| Short problem |
In the passage on donating art to the U.K., condense the paragraph beginning "An artwork’s importance is not the only factor" into a short bulleted list that keeps its main facts.

| Selected excerpt |
start

An artwork’s importance is not the only factor a collector should keep in mind when attempting to donate to the U.K. A spokesman for Arts Council England, the organization in charge of administering the AiL and Cultural Gifts schemes, stressed the importance of provenance when assessing objects for the nation. For instance, gaps in ownership between 1933 and 1948—when the German Nazi Party seized much Jewish property and looted others during World War II—can be a major factor in rejection.

“We emphasize that the nation is as any other purchaser in this respect and we cannot entertain offers where all possible steps have not been taken to investigate the provenance of the objects offered,” the spokesman told Artsy. “Where the ownership history of objects is not documented, it is necessary to make detailed enquiries to ensure that objects which were either looted or sold as a result of duress are not acquired by the government.”

end

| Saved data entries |
start

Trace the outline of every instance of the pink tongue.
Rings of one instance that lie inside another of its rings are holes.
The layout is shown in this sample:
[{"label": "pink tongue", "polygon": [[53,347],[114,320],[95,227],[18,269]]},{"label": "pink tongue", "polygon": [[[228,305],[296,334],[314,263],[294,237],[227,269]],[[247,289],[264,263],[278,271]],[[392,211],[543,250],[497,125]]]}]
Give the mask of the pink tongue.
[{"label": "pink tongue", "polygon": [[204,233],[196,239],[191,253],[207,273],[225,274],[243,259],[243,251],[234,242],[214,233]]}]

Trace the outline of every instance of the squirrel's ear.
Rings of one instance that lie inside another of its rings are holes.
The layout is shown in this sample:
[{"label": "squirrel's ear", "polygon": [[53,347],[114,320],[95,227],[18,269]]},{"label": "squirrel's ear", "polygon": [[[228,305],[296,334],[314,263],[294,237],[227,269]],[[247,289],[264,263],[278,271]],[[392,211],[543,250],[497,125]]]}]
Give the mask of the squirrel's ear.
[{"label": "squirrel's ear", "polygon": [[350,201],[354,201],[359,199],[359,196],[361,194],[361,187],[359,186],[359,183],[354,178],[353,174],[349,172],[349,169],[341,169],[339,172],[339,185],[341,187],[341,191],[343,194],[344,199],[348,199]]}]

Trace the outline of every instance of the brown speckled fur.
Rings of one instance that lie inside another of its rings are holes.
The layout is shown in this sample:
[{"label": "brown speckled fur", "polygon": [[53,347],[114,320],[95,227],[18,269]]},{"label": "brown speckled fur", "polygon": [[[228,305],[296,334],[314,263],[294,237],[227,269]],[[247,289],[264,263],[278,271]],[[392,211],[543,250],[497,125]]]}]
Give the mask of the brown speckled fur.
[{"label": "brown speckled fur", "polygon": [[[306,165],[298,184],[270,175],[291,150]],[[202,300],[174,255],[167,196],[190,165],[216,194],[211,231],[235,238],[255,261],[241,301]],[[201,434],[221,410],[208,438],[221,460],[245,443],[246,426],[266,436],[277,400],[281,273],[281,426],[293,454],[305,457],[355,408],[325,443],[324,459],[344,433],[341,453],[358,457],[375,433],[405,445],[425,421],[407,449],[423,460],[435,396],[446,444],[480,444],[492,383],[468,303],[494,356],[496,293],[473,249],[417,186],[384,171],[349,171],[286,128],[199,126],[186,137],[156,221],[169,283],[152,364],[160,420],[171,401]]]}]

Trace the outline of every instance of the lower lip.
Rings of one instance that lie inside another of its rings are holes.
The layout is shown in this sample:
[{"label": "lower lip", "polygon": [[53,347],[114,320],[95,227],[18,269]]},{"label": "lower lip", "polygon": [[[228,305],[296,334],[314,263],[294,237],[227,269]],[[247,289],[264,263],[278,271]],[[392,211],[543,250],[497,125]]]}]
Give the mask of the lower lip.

end

| Problem solution |
- An artwork’s importance isn't the only thing a collector donating to the U.K. should consider.
- Arts Council England, which administers the AiL and Cultural Gifts schemes, stresses provenance when assessing objects for the nation.
- Gaps in ownership between 1933 and 1948, when the Nazi Party seized much Jewish property and looted others during World War II, can be a major reason for rejection.